#### Exercise inputs

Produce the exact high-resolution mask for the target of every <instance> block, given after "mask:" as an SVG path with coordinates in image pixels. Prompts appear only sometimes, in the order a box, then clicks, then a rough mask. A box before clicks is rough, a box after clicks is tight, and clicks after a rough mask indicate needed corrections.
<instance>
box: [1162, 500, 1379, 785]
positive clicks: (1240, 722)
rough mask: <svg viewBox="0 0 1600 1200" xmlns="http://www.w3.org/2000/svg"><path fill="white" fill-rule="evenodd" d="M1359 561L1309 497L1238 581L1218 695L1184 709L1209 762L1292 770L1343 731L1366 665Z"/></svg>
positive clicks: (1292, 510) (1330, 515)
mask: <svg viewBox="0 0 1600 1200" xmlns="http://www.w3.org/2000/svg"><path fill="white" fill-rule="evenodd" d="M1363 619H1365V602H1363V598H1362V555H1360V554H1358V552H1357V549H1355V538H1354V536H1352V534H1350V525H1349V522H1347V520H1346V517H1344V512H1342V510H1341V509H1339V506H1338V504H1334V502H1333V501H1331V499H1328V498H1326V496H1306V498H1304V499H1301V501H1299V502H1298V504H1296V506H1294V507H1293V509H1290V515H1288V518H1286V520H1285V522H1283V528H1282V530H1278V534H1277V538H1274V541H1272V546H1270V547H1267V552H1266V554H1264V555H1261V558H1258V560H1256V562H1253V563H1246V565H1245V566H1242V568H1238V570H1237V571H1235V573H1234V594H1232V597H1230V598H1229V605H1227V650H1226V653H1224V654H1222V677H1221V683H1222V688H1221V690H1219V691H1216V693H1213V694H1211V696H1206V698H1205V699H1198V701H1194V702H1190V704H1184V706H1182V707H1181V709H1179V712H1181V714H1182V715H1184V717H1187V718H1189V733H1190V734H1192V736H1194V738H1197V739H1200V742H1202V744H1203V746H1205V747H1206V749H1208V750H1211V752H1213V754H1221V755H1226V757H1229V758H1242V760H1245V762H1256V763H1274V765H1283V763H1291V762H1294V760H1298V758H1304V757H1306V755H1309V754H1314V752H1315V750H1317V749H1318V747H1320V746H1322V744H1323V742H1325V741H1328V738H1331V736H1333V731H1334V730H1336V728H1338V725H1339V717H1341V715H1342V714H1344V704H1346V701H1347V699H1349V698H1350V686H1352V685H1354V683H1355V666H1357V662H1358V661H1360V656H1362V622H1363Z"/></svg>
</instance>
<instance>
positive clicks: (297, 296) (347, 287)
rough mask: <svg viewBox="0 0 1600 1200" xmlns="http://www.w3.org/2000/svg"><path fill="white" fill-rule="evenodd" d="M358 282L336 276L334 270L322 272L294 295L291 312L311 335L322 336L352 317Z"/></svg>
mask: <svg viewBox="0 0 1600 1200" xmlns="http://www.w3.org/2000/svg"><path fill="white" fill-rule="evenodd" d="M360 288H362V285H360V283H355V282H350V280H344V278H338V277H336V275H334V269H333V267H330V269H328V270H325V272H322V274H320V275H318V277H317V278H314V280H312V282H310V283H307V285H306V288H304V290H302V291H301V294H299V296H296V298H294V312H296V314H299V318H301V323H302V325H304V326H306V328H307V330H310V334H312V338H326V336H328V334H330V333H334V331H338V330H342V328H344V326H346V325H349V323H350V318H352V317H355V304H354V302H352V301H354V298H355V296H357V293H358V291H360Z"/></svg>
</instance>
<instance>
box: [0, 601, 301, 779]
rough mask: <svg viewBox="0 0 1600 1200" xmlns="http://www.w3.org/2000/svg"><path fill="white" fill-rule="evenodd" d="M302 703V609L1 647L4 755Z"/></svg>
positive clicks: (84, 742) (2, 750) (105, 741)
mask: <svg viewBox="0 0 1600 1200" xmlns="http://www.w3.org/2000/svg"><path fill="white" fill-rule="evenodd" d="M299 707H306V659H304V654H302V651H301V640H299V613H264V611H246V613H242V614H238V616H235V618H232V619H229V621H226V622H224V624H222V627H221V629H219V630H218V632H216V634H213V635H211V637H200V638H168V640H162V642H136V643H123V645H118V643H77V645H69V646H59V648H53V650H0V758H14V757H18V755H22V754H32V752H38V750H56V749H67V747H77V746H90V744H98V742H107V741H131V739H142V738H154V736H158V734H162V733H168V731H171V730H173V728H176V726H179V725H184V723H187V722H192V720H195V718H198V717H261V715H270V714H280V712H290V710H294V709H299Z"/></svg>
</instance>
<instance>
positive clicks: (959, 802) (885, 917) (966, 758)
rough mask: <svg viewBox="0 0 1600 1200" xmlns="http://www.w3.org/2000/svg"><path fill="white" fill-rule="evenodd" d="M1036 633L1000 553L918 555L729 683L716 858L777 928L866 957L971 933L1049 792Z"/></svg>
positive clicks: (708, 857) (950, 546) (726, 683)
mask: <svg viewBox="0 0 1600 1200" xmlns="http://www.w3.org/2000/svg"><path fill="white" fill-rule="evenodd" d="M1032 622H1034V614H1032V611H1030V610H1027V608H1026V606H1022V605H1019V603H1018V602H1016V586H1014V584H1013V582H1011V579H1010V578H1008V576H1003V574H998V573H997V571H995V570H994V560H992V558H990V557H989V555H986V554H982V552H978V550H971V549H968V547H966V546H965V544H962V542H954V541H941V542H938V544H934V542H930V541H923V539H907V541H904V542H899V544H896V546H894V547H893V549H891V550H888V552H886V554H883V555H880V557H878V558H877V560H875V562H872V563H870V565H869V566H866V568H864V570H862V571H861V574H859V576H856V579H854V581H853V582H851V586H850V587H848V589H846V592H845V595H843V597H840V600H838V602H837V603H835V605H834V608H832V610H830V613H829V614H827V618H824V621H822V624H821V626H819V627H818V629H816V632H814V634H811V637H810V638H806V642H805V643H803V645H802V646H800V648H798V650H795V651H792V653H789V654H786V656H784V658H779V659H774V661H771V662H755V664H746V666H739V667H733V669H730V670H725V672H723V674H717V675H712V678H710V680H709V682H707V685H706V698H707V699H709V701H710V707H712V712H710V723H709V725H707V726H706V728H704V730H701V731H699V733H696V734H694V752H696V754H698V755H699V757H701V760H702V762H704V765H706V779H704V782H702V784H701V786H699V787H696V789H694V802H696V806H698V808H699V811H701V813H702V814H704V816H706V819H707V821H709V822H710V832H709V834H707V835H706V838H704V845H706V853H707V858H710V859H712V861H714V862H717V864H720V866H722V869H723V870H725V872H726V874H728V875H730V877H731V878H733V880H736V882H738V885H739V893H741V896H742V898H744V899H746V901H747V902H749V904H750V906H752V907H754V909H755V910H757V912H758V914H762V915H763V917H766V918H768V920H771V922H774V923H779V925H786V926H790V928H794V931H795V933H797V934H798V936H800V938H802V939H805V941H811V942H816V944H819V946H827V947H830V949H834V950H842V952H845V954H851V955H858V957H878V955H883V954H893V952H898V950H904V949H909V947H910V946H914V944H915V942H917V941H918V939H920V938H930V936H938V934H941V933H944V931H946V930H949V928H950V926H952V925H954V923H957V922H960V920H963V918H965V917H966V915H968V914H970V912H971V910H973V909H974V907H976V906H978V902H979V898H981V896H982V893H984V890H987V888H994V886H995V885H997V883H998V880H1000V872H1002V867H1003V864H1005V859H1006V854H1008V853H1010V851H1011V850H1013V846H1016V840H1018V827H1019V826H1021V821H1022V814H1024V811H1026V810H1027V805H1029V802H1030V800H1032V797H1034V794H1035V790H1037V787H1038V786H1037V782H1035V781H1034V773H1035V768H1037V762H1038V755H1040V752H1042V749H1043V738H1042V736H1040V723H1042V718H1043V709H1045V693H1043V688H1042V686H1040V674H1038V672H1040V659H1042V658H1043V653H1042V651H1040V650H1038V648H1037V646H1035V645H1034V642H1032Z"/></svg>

########

Exercise – Give every line of the items above as a numbered list, skipping any blank lines.

Task output –
1. Produce the exact high-resolution mask for the target of every <instance> block, given after "mask:" as an SVG path with coordinates in image pixels. Prompts appear only sometimes, in the order a box, then clicks, then a rough mask. A box before clicks is rough, a box after clicks is tight, and clicks after a rough mask indicate needed corrections.
2. <instance>
3. box: [1162, 500, 1379, 785]
4. positive clicks: (1240, 722)
5. rough mask: <svg viewBox="0 0 1600 1200" xmlns="http://www.w3.org/2000/svg"><path fill="white" fill-rule="evenodd" d="M1359 561L1309 497L1238 581L1218 695L1184 709L1209 762L1292 770L1343 731L1366 665Z"/></svg>
6. positive clicks: (1292, 510) (1330, 515)
7. mask: <svg viewBox="0 0 1600 1200" xmlns="http://www.w3.org/2000/svg"><path fill="white" fill-rule="evenodd" d="M1363 619H1365V602H1363V598H1362V555H1360V554H1358V552H1357V549H1355V538H1354V536H1352V534H1350V525H1349V522H1347V520H1346V517H1344V512H1342V510H1341V509H1339V506H1338V504H1334V502H1333V501H1331V499H1328V498H1326V496H1306V498H1304V499H1301V501H1299V502H1298V504H1296V506H1294V507H1293V509H1290V515H1288V518H1286V520H1285V522H1283V528H1282V530H1278V534H1277V538H1274V541H1272V546H1270V547H1267V552H1266V554H1264V555H1261V558H1258V560H1256V562H1253V563H1246V565H1245V566H1242V568H1238V570H1237V571H1235V573H1234V594H1232V597H1230V598H1229V605H1227V650H1226V653H1224V654H1222V677H1221V683H1222V688H1221V690H1219V691H1216V693H1213V694H1211V696H1206V698H1205V699H1198V701H1194V702H1190V704H1184V706H1182V707H1181V709H1179V712H1181V714H1182V715H1184V717H1187V718H1189V733H1190V734H1192V736H1194V738H1197V739H1200V742H1202V744H1203V746H1205V747H1206V749H1208V750H1211V752H1213V754H1221V755H1226V757H1229V758H1242V760H1245V762H1256V763H1274V765H1283V763H1291V762H1294V760H1298V758H1304V757H1306V755H1309V754H1314V752H1315V750H1317V749H1318V747H1320V746H1322V744H1323V742H1325V741H1328V738H1331V736H1333V731H1334V730H1336V728H1338V725H1339V717H1341V715H1342V714H1344V704H1346V701H1347V699H1349V698H1350V686H1352V685H1354V683H1355V666H1357V662H1358V661H1360V656H1362V622H1363Z"/></svg>
8. </instance>
9. <instance>
10. positive clicks: (297, 296) (347, 287)
11. rough mask: <svg viewBox="0 0 1600 1200" xmlns="http://www.w3.org/2000/svg"><path fill="white" fill-rule="evenodd" d="M358 282L336 276L334 270L322 272L294 295L291 312L311 335L322 336L352 317Z"/></svg>
12. mask: <svg viewBox="0 0 1600 1200" xmlns="http://www.w3.org/2000/svg"><path fill="white" fill-rule="evenodd" d="M360 288H362V285H360V283H355V282H350V280H344V278H338V277H336V275H334V269H333V267H330V269H328V270H325V272H322V274H320V275H318V277H317V278H314V280H312V282H310V283H307V285H306V288H304V290H302V291H301V294H299V296H296V298H294V312H296V314H299V318H301V323H302V325H304V326H306V328H307V330H310V334H312V338H326V336H328V334H330V333H334V331H338V330H342V328H344V326H346V325H349V323H350V318H352V317H355V304H354V302H352V301H354V298H355V296H357V293H358V291H360Z"/></svg>
13. </instance>
14. <instance>
15. box: [0, 601, 301, 779]
16. rough mask: <svg viewBox="0 0 1600 1200" xmlns="http://www.w3.org/2000/svg"><path fill="white" fill-rule="evenodd" d="M302 703V609L1 647L4 755Z"/></svg>
17. positive clicks: (84, 742) (2, 750) (105, 741)
18. mask: <svg viewBox="0 0 1600 1200" xmlns="http://www.w3.org/2000/svg"><path fill="white" fill-rule="evenodd" d="M299 707H306V659H304V654H302V651H301V640H299V613H264V611H246V613H242V614H238V616H235V618H232V619H229V621H226V622H224V624H222V627H221V629H219V630H218V632H216V634H213V635H211V637H200V638H168V640H162V642H136V643H123V645H118V643H77V645H69V646H59V648H53V650H0V758H14V757H18V755H22V754H32V752H38V750H56V749H67V747H77V746H90V744H98V742H107V741H131V739H142V738H154V736H158V734H162V733H168V731H171V730H173V728H176V726H179V725H184V723H187V722H192V720H195V718H198V717H261V715H270V714H280V712H290V710H294V709H299Z"/></svg>
19. </instance>
20. <instance>
21. positive clicks: (959, 802) (885, 917) (966, 758)
22. rough mask: <svg viewBox="0 0 1600 1200" xmlns="http://www.w3.org/2000/svg"><path fill="white" fill-rule="evenodd" d="M1036 633L1000 553L918 555L729 683L716 858L777 928L866 957L971 933L1049 792Z"/></svg>
23. positive clicks: (708, 857) (950, 546) (726, 683)
24. mask: <svg viewBox="0 0 1600 1200" xmlns="http://www.w3.org/2000/svg"><path fill="white" fill-rule="evenodd" d="M1032 622H1034V614H1032V611H1030V610H1027V608H1026V606H1022V605H1019V603H1018V602H1016V586H1014V584H1013V582H1011V579H1010V578H1008V576H1003V574H998V573H997V571H995V570H994V560H992V558H990V557H989V555H986V554H982V552H978V550H971V549H968V547H966V546H965V544H962V542H954V541H941V542H938V544H934V542H930V541H923V539H907V541H904V542H899V544H896V546H894V547H893V549H891V550H888V552H886V554H883V555H880V557H878V558H877V560H875V562H872V563H870V565H869V566H866V568H864V570H862V571H861V574H859V576H856V579H854V581H853V582H851V586H850V587H848V589H846V592H845V595H843V597H840V600H838V602H837V603H835V605H834V608H832V610H830V613H829V614H827V618H824V621H822V624H821V626H819V627H818V629H816V632H814V634H811V637H810V638H806V642H805V643H803V645H802V646H800V648H798V650H795V651H792V653H789V654H786V656H784V658H779V659H774V661H771V662H755V664H746V666H739V667H733V669H730V670H725V672H723V674H717V675H712V678H710V680H709V682H707V685H706V698H707V699H709V701H710V707H712V712H710V723H709V725H707V726H706V728H704V730H701V731H699V733H696V734H694V752H696V754H698V755H699V757H701V760H702V762H704V765H706V779H704V782H702V784H701V786H699V787H696V789H694V802H696V806H698V808H699V811H701V813H702V814H704V816H706V819H707V821H709V822H710V832H709V834H707V835H706V838H704V845H706V853H707V858H710V859H712V861H714V862H717V864H720V866H722V869H723V870H725V872H726V874H728V875H730V877H731V878H733V880H736V882H738V885H739V893H741V896H742V898H744V899H746V901H747V902H749V904H750V906H752V907H754V909H755V910H757V912H758V914H762V915H763V917H766V918H768V920H771V922H774V923H779V925H786V926H790V928H794V931H795V933H797V934H798V936H800V938H802V939H805V941H811V942H816V944H819V946H827V947H830V949H834V950H842V952H845V954H851V955H858V957H878V955H883V954H893V952H898V950H904V949H909V947H910V946H914V944H915V942H917V941H918V939H920V938H930V936H938V934H941V933H944V931H946V930H949V928H950V926H952V925H954V923H957V922H960V920H963V918H965V917H966V915H968V914H970V912H971V910H973V909H974V907H976V906H978V902H979V898H981V896H982V893H984V890H987V888H994V886H995V885H997V883H998V880H1000V872H1002V867H1003V864H1005V859H1006V854H1008V853H1010V851H1011V850H1013V846H1016V840H1018V827H1019V826H1021V821H1022V814H1024V811H1026V810H1027V805H1029V802H1030V800H1032V797H1034V794H1035V790H1037V787H1038V786H1037V782H1035V781H1034V773H1035V768H1037V762H1038V755H1040V752H1042V749H1043V738H1042V736H1040V723H1042V718H1043V709H1045V693H1043V688H1042V686H1040V674H1038V672H1040V659H1042V658H1043V653H1042V651H1040V650H1038V648H1037V646H1035V645H1034V642H1032Z"/></svg>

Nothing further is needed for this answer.